:: Task A ::
Answer these questions about the colorectal cancer article:
(i) Which country has a higher colorectal cancer incidence rate than South Korea, according to the World Cancer Research Fund?
(ii) In which journal were the team's results published?
(iii) What protein suppressed the proteins that helped healthy colon cells mature?
:: Task B ::
Reproduce the passage of the colorectal cancer article that begins at "Their results were" and ends after "for Cancer Research.".
:: Task C ::
Which organizations does the colorectal cancer article name, not counting the journal? List them all.

:: Provided text ::
A novel approach to reverse the progression of healthy cells to malignant ones may offer a more effective way to eradicate colorectal cancer cells with far fewer side effects, according to a team of researchers based in South Korea.

Colorectal cancer, or cancer of the colon, is the third most common cancer in men and the second most common in women worldwide. South Korea has the second highest incident rate of colorectal cancer in the world, topped only by Hungary, according to the World Cancer Research Fund.

Their results were published as a featured cover article on January 2 in Molecular Cancer Research, a journal of the American Association for Cancer Research.

Led by Kwang-Hyun Cho, a professor and associate vice president of research at KAIST , the researchers used a computational framework to analyze healthy colon cells and colorectal cancer cells. They found that some master regulator proteins involved in cellular replication helped healthy colon cells mature, or differentiate into their specific cell type, and remain healthy. One particular protein, called SETDB1, suppressed the helpful proteins, forcing new cells to remain in a state of immaturity with the potential to become cancerous.

“This suggests that differentiated cells have an inherent resistance mechanism against malignant transformation and indicates that cellular reprogramming is indispensable for malignancy,” said Cho. “We speculated that malignant properties might be eradicated if the tissue-specific gene expression is reinstated — if we repress SETDB1 and allow the colon cells to mature and differentiate as they would normally.”


Expression of SETDB1 in colorectal cancer tissues and cellular differentiation of patient-derived colon cancer organoids upon SETDB1 depletion.

< Expression of SETDB1 in colorectal cancer tissues and cellular differentiation of patient-derived colon cancer organoids upon SETDB1 depletion. >

Image credit: Kwang-Hyun Cho, KAIST 
Image restriction: News organizations may use or redistribute this image, with proper attribution, as part of news coverage of this paper only.

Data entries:
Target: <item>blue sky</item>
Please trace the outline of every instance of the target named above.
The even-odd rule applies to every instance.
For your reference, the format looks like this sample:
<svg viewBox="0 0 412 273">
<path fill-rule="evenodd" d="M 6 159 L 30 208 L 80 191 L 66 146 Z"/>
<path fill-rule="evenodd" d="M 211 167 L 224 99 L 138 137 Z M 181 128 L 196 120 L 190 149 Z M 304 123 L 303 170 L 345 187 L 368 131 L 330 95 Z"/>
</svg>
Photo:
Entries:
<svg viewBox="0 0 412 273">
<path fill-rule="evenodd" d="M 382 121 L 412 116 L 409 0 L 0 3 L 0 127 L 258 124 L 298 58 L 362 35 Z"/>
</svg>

:: Reply A ::
(i) Hungary
(ii) Molecular Cancer Research
(iii) SETDB1

:: Reply B ::
Their results were published as a featured cover article on January 2 in Molecular Cancer Research, a journal of the American Association for Cancer Research.

:: Reply C ::
KAIST
World Cancer Research Fund
American Association for Cancer Research